Lando Norris' Probleme mit dem Limit: Sind die "Flexiwings" schuld?
Wollte Lando Norris in Q3 zu viel, weil er in der Runde davor in Kurve 4/5 langsamer war als Oscar Piastri? Schuldzuweisungen seitens McLaren gibt es jedenfalls nicht ...
(Motorsport-Total.com) - Lando Norris war ziemlich knapp angebunden, als er am Samstagabend in Dschidda vor laufenden TV-Kameras gebeten wurde, seinen Unfall im Qualifying zum Grand Prix von Saudi-Arabien 2025 zu erklären. Auf die Bitte, er möge schildern, was genau passiert sei, antwortete er nur: "Nein. Move on." Also sinngemäß: "Nächste Frage, bitte."

© Sutton Images
Lando Norris wirkte nach seinem Crash geknickt und wollte zunächst nicht über den Abflug reden Zoom Download
Es war ganz offensichtlich der nächste große Rückschlag für den (immer noch) WM-Führenden, der zuletzt mehrmals offen über seine Selbstzweifel gesprochen hatte. Und es war hohe Kunst der Formel-1-Diplomatie, als McLaren-Teamchef Andrea Stella keine zwei Stunden später die Medien zu seinem üblichen Qualifying-Briefing versammelte und nicht mit dem Finger auf Norris zeigte, sondern die Verantwortung für das bockige Fahrverhalten des MCL39 übernahm.
Stella sagt Dinge wie: Es liege "in der Verantwortung des Teams, das Auto so zu verbessern, dass dieses Verhalten korrigiert wird", oder man müsse Norris ein Auto geben, "das seinem Talent entspricht". Und es gehe letztendlich darum, "das Auto so abzustimmen, dass es sich für die Fahrer berechenbar verhält. Speziell für Lando."
Wäre Verstappen das Gleiche passiert?
Natürlich war Norris' Abflug letztendlich ein Fahrfehler. Er fuhr mit etwas zu viel Geschwindigkeit durch Kurve 4, der überschüssige Speed schob seinen McLaren in Kurve 5 innen über den Randstein, und auf dem verlor er letztendlich die Kontrolle. Das war kurz davor, an der exakt gleichen Stelle, auch schon Max Verstappen passiert. Der funkte danach aber nicht "Sorry, Jungs - I crashed", sondern: "Checkt bitte das vordere Ende der Bodenplatte. Ich bin ausgangs Kurve 4, eingangs Kurve 5 ziemlich ruppig über den Randstein gefahren."

----

> **Aufgaben**:
• A. Fassen Sie den Absatz des Textauszugs, der mit „Es war ganz offensichtlich“ beginnt, kürzer zusammen und behalten Sie dabei die wesentlichen Fakten bei.
• B. Schreiben Sie bitte einen Abschnitt des Textauszugs neu. Beginnen Sie bei der Stelle mit „Wollte Lando Norris“ und hören Sie nach „jedenfalls nicht ...“ auf. Setzen Sie dabei „Vorwürfe“ anstelle von „Schuldzuweisungen“ ein.
Stützen Sie sich ausschließlich auf den Text.

----

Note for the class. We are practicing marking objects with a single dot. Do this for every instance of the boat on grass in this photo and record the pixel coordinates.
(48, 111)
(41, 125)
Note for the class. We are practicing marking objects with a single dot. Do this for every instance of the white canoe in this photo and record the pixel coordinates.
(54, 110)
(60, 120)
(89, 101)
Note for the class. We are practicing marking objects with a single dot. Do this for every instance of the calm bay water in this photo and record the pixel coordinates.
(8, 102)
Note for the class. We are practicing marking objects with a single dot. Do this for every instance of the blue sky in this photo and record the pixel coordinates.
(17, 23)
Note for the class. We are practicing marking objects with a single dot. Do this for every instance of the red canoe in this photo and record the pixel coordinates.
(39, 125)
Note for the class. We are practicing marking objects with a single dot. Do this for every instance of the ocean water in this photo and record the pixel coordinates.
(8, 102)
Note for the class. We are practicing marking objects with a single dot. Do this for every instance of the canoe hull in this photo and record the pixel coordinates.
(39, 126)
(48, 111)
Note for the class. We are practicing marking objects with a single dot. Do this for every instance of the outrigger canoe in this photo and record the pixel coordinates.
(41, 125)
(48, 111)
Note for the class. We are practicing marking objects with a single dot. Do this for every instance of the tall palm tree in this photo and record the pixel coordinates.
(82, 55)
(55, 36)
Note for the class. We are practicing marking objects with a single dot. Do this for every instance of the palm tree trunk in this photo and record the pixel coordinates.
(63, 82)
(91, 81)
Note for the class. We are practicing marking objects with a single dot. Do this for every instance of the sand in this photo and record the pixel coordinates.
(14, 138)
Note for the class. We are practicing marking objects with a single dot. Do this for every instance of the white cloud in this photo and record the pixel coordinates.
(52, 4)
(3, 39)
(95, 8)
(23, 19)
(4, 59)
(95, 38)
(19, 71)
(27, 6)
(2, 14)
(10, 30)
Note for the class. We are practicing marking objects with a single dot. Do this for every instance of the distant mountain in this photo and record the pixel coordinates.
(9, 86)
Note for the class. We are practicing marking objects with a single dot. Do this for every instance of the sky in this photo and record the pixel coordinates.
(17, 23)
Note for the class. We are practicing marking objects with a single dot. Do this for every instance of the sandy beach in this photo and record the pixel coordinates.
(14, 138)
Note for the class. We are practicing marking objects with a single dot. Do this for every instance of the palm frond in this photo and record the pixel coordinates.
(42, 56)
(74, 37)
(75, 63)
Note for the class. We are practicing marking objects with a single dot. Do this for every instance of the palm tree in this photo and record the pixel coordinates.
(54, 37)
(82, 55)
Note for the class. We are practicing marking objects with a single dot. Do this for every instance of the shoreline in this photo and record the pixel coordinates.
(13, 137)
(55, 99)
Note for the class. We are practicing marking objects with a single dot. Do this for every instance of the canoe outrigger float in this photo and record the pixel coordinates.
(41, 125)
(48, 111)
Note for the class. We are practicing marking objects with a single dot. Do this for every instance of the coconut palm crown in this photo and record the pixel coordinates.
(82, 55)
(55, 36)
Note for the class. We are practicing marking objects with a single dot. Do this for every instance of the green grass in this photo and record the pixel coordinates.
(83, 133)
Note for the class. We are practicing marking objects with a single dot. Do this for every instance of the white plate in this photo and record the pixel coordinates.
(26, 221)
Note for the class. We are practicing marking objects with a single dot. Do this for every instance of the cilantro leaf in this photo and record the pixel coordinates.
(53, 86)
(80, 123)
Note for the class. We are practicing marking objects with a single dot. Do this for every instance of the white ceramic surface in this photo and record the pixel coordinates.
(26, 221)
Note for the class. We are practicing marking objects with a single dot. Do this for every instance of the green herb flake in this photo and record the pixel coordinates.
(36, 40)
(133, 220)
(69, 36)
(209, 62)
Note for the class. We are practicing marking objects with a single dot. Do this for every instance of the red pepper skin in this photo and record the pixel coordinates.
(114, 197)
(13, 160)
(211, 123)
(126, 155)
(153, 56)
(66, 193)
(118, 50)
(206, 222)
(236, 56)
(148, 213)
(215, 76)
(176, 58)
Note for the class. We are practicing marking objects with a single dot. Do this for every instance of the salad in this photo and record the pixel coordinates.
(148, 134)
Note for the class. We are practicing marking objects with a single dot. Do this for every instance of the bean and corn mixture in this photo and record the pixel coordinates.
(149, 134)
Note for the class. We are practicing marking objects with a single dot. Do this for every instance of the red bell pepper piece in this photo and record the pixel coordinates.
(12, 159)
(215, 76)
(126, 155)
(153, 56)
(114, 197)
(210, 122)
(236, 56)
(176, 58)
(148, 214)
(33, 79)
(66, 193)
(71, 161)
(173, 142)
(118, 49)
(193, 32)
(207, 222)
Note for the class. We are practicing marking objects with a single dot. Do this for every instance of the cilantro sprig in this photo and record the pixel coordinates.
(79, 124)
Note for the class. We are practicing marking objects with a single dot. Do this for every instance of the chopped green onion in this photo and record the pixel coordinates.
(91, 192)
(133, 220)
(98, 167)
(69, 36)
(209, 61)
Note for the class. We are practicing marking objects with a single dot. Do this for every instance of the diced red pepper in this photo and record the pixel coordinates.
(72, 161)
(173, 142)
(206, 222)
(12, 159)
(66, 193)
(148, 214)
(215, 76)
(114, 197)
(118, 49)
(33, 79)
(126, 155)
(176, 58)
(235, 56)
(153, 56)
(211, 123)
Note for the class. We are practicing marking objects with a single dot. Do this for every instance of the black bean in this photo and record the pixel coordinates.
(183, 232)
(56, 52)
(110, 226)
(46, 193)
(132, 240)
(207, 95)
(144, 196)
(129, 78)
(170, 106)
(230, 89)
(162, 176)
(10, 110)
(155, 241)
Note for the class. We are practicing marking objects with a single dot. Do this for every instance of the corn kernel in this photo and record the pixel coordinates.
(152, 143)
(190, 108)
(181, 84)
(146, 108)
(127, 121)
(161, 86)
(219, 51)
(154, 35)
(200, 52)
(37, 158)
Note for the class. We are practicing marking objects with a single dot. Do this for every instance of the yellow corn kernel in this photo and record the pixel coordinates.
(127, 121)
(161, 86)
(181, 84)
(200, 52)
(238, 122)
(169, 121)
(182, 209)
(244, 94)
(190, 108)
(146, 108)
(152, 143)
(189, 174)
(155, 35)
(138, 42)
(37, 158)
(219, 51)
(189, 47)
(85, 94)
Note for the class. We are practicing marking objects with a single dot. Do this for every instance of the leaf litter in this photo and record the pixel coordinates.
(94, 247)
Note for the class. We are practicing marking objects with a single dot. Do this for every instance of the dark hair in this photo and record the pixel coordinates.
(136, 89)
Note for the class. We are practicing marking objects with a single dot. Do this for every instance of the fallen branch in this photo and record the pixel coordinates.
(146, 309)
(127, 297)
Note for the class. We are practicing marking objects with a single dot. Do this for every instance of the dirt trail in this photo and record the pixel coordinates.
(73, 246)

----

> **Lösungen**:
• A. Der Unfall war ein weiterer großer Rückschlag für Norris. Er führt immer noch die WM an und hatte zuletzt mehrmals offen über seine Selbstzweifel gesprochen. Keine zwei Stunden später gab McLaren-Teamchef Andrea Stella beim Qualifying-Briefing nicht Norris die Schuld. Stattdessen übernahm er die Verantwortung für das bockige Fahrverhalten des MCL39.

• B.
Wollte Lando Norris in Q3 zu viel, weil er in der Runde davor in Kurve 4/5 langsamer war als Oscar Piastri? Vorwürfe seitens McLaren gibt es jedenfalls nicht ...